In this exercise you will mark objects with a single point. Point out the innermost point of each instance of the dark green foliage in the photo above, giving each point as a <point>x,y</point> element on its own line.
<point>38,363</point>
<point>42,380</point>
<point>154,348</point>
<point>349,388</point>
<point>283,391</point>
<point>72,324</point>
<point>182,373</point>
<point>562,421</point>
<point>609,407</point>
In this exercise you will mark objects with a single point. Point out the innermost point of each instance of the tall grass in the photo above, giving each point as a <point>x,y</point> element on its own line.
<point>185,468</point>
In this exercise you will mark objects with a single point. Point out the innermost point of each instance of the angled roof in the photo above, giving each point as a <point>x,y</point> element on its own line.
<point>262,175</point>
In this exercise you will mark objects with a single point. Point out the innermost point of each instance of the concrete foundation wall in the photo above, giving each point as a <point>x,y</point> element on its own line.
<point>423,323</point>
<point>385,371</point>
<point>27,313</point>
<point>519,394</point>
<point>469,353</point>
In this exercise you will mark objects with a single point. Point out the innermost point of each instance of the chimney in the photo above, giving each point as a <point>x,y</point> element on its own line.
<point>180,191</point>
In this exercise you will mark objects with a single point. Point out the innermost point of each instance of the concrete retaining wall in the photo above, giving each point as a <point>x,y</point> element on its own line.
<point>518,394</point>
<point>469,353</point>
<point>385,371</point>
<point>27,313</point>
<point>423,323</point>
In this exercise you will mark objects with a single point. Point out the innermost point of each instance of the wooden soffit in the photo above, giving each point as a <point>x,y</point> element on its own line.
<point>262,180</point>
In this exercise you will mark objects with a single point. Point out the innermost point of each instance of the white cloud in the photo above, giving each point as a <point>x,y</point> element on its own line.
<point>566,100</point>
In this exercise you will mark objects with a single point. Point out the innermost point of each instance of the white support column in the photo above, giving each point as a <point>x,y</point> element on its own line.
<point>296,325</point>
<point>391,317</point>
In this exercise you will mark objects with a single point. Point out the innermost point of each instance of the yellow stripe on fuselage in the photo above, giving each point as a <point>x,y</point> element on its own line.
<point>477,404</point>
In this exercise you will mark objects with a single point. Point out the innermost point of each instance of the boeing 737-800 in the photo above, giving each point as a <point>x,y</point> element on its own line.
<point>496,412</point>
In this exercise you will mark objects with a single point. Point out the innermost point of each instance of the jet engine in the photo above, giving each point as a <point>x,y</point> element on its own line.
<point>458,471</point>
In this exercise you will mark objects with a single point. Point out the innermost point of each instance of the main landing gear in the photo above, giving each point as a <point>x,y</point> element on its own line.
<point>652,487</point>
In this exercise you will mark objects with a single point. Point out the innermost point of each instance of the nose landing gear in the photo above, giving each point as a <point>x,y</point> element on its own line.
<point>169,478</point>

━━━━━━━━

YOUR TASK:
Update the lines starting at the one containing "of the tall" and ending at the one containing "<point>262,175</point>", replacing "innermost" with "central" and keeping everything else the same. Give back only those lines.

WRITTEN REPLY:
In this exercise you will mark objects with a single point. Point out the central point of each instance of the tall grass in the photo above, giving each point as a <point>x,y</point> element on its own line.
<point>185,468</point>
In this exercise you will mark objects with a single point. Point out the central point of each instance of the angled roof in the photo above, giving each point as a <point>x,y</point> element on its own line.
<point>262,175</point>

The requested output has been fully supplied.